Question: I am a lifelong Tampa Bay fan living in Wisconsin. I have not seen a live Tampa Bay game on network TV all year. Do you feel that this lack of national TV exposure is the reason that the Bucs got slighted in Pro Bowl voting? If so, do you feel that the fan vote is a fair way to reward the most deserving players? -- Gregg, La Crosse, WI

It's reasonable to assume that media exposure, or lack thereof, can influence Pro Bowl selections. Was it the main reason that not a single Buccaneer was chosen? I'm sure it was a factor, although I'm not certain it was the only one or even the most important.

I have no problem with fans being a part of the voting process. And that's what you need to keep in mind -- they are only a part of the process, along with players and coaches. Giving the vote to three equal parties is what keeps it fair.

If it were only up to players or only up to coaches or only up to fans, I don't think the results would more accurately represent the best at each position. Players not only can have their own agendas, but they often don't take a broad view of their own conference or league because they tend to only focus on specific opposition (offensive players watch videotape of defensive players and vice-versa) rather than making comparisons at all spots. In fact, when filling out their ballots, they usually rely on the opinions of teammates for positions on their side of the ball. Coaches also tend to have a narrow perspective, but they can consult their NFL-wide scouting database.

### DATA LISTING:
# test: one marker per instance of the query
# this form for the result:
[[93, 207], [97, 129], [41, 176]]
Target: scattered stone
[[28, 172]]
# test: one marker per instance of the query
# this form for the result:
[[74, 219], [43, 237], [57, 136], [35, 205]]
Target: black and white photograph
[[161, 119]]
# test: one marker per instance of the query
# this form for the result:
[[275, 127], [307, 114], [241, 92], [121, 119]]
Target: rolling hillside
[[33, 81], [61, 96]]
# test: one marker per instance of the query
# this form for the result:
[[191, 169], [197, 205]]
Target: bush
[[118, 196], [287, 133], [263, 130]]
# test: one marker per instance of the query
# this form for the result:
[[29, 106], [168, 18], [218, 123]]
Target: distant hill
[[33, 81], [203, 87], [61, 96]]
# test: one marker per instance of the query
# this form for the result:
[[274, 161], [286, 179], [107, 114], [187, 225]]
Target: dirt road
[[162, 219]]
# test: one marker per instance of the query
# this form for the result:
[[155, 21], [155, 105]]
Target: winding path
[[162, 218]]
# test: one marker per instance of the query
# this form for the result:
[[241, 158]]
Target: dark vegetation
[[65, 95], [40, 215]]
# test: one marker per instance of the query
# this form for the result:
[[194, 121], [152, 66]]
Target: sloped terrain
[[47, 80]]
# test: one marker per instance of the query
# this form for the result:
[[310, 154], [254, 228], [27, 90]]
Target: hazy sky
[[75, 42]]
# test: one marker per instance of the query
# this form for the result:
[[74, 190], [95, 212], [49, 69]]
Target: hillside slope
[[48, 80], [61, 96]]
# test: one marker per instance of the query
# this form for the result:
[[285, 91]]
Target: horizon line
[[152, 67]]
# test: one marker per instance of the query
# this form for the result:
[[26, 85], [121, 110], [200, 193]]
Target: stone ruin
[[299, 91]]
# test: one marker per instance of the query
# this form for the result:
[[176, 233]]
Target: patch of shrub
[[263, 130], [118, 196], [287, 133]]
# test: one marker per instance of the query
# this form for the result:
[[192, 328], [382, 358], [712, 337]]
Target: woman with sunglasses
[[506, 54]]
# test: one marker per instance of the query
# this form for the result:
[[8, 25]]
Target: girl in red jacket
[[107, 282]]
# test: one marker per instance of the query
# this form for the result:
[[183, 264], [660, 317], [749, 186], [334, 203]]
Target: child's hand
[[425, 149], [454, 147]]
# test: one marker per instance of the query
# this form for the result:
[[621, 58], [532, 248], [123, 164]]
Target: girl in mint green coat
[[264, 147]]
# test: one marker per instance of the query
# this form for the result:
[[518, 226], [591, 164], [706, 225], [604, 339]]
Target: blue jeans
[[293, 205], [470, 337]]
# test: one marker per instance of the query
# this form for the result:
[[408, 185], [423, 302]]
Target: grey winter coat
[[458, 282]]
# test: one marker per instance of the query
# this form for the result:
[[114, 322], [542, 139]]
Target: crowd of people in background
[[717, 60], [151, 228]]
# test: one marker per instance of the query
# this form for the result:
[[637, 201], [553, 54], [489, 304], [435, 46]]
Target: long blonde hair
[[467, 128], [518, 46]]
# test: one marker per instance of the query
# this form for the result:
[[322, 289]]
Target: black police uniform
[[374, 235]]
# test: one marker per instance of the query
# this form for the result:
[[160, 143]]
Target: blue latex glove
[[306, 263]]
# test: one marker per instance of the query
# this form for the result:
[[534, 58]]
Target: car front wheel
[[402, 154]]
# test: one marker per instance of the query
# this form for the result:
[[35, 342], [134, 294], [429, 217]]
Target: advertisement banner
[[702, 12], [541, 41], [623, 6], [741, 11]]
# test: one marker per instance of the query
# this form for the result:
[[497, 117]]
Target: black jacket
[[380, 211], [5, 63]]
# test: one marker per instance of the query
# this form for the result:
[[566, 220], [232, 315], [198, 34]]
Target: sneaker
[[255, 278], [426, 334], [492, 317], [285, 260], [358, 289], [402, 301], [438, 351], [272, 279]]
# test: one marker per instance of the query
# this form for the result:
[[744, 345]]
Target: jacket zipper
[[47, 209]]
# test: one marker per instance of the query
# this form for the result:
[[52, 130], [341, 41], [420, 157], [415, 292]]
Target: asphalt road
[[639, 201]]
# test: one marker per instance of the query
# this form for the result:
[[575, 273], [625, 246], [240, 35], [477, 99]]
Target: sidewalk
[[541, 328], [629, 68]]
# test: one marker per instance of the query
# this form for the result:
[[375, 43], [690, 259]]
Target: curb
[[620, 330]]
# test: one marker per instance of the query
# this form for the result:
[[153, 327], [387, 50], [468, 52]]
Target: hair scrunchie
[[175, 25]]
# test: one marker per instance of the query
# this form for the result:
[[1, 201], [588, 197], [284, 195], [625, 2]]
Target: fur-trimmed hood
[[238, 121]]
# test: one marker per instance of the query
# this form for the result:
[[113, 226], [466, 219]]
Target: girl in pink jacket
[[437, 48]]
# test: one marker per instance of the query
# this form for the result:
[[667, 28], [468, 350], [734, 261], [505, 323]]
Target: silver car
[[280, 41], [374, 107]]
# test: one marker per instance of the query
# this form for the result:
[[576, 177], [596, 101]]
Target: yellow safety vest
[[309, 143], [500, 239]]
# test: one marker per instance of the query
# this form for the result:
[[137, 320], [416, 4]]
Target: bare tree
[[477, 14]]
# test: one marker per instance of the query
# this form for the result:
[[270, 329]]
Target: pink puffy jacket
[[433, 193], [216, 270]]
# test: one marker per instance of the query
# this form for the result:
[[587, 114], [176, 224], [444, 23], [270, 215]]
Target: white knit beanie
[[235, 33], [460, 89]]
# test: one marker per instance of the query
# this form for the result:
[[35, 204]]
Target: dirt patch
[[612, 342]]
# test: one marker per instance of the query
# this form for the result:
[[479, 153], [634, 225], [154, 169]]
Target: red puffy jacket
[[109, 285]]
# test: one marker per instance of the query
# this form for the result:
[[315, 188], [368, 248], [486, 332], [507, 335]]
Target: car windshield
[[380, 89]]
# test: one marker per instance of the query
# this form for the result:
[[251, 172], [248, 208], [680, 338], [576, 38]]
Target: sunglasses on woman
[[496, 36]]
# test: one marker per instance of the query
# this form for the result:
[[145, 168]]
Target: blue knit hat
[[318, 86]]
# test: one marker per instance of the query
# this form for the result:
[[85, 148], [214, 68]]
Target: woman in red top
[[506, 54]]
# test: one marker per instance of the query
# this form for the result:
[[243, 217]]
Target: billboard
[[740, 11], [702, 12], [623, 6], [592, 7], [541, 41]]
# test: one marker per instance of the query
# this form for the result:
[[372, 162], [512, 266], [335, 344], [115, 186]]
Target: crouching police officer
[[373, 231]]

### EXERCISE PROMPT:
In the Pro Bowl voting passage, which three groups share the vote?

### CORRECT RESULT:
Fans, players, and coaches.